In the post about Thomas Friedman's op-ed below, what does Friedman say the Great Chinese Firewall has to be against?
━━━ Text section ━━━
Thomas Friedman, "Dear President of China": Rots of Ruck

In a New York Times op-ed entitled "Dear President of China" (, Thomas Friedman pompously writes a "memo" to China’s President Xi Jinping, which he begins by declaring that he is a "A Friend of Your Country." Observing that the American and Chinese "economies and fates are totally intertwined today," Friedman protests a Chinese crackdown on the foreign press. Friedman's conclusion:

"President Xi, for your sake and the sake of stability in China, please don’t make the mistake of blaming the messengers. The Great Chinese Firewall you need to construct can’t be against the truth. It has to be against corruption."

No mention by Friedman that China leads the world in executions.

No mention by Friedman of Chinese slave labor.

No mention of the recent creation by China of a new air defense zone, which nearly provoked fighting with Japan and the US.

And of course no mention by Friedman of China's support for Iran's nuclear weapons development program. As reported earlier this month by Michael Rubin of Commentary (, Chinese State Councilor (and former foreign minister) Yang Jiechi stated with regard to the recent Geneva "agreement" with the P5+1:

"Iran defended its rights in the [Vienna nuclear] negotiations and defeated the Western side. This result was achieved by Iran’s new government and through wisdom and prudence used in the talks. We respect Iran’s right to nuclear energy and uranium enrichment… Iran has started moving on the path of progress and development with your [Ruhani's] appointment [victory in presidential elections]. And China considers Iran as a close friend and a good and strategic partner."

An absence of freedom of the press in China? Sorry, Tom, that's the least of it.



    Here's the actual dialog from a 2010 telephone conversation between President Xi Jinping and President Obama ;-) It's only gotten worse since then.
    The chorus sums it all up:
    "They're not enemies, but frenemies, with co-dependent economies. For stability, China's gotta export and the US is the buyer of last resort".

  2. Jeff, I have an intelligent question: "How can you read Friedman?"
━━━ Provided records ━━━
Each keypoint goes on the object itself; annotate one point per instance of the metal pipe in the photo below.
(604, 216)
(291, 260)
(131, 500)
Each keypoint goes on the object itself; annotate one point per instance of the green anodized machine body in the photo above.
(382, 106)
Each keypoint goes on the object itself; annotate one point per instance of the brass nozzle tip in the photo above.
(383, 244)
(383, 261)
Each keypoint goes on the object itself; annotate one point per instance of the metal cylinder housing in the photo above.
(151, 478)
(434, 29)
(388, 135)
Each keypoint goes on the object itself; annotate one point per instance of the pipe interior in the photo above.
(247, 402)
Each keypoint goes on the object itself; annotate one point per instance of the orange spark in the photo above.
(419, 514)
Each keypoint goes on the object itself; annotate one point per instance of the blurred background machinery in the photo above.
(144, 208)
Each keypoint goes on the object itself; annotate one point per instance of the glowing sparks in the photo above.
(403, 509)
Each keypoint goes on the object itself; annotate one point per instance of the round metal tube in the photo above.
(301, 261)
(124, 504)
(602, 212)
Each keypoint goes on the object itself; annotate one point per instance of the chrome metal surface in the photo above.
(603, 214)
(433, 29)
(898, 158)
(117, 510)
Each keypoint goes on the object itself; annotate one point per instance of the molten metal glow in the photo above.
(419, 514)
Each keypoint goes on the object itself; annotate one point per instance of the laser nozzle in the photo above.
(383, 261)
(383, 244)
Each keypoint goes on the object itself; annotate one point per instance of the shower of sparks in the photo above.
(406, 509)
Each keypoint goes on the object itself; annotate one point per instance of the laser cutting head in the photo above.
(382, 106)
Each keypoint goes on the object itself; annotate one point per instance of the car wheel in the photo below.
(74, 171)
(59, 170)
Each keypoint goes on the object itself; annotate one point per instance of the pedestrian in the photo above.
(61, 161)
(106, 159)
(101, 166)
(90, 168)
━━━
● Response box
Corruption.